*Problem description:*
Rewrite every line of the records below, putting "point" wherever "marker" appears and leaving everything else unchanged.

========================================

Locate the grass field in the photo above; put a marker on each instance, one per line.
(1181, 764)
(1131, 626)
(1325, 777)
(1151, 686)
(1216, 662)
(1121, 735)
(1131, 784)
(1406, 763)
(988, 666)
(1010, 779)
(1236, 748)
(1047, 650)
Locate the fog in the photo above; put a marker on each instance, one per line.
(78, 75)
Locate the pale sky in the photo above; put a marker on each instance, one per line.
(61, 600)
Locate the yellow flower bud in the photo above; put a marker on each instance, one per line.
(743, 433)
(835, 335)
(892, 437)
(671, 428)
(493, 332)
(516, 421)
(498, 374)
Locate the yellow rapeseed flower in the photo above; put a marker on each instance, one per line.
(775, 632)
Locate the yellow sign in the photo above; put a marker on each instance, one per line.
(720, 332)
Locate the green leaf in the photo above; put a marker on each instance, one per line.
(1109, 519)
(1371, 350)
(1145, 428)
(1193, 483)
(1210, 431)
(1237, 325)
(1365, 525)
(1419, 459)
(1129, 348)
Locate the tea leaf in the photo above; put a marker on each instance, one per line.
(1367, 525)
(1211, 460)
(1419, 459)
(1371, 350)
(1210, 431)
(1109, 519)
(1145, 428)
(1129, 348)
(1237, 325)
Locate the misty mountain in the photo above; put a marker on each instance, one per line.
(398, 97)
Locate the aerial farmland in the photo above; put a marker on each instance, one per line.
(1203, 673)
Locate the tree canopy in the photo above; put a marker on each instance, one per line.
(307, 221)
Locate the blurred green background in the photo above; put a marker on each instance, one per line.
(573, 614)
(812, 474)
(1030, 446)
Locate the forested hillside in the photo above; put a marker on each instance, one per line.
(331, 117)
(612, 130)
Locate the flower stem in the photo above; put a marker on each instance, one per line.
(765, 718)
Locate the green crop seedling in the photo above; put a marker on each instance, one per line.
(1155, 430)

========================================

*Expected answer:*
Locate the grass field in the photo above; put a point on each instance, one per line.
(1181, 764)
(1131, 626)
(1325, 777)
(1151, 686)
(1216, 662)
(1121, 735)
(1131, 784)
(1406, 763)
(988, 666)
(1010, 779)
(1236, 748)
(1047, 650)
Locate the fog in the photo above; put a point on each instance, one per line.
(78, 75)
Locate the pale sky in the photo above; put a point on each instance, one per line.
(61, 600)
Locate the yellow flower bud in the photo above; put a point on each instance, one per line.
(743, 433)
(835, 335)
(892, 437)
(671, 428)
(493, 332)
(516, 421)
(498, 374)
Locate the yellow rapeseed flower in the photo above; put a point on each instance, one per line.
(775, 632)
Locate the yellow sign in the photo above; put a point on each instance, one per line.
(720, 332)
Locate the green leaf in the photo above; put a point on each instance, one per line.
(1109, 519)
(1371, 350)
(1145, 428)
(1193, 483)
(1210, 431)
(1237, 325)
(1365, 525)
(1419, 459)
(1129, 348)
Locate the tea leaf in the photo above; put a point on each instance, one per line.
(1367, 525)
(1211, 460)
(1419, 459)
(1371, 350)
(1210, 431)
(1109, 519)
(1145, 428)
(1129, 348)
(1237, 325)
Locate the misty mountain in the photo above; put a point on each instance, one per line.
(398, 97)
Locate the aerial farmland in the photo above; put a point on each instance, one per line.
(1203, 673)
Locate the tree canopy in the photo above; put a point on each instance, one per line.
(307, 221)
Locate the blurred green background in the photo above; put a point on each instance, one per line.
(573, 614)
(812, 474)
(1030, 446)
Locate the forested hillside in the photo above; put a point on each instance, one per line.
(331, 117)
(612, 130)
Locate the flower stem in the photo above; put a point on each instance, one per line.
(765, 718)
Locate the green crop seedling in the photo above; put a point on each instance, one per line.
(1155, 430)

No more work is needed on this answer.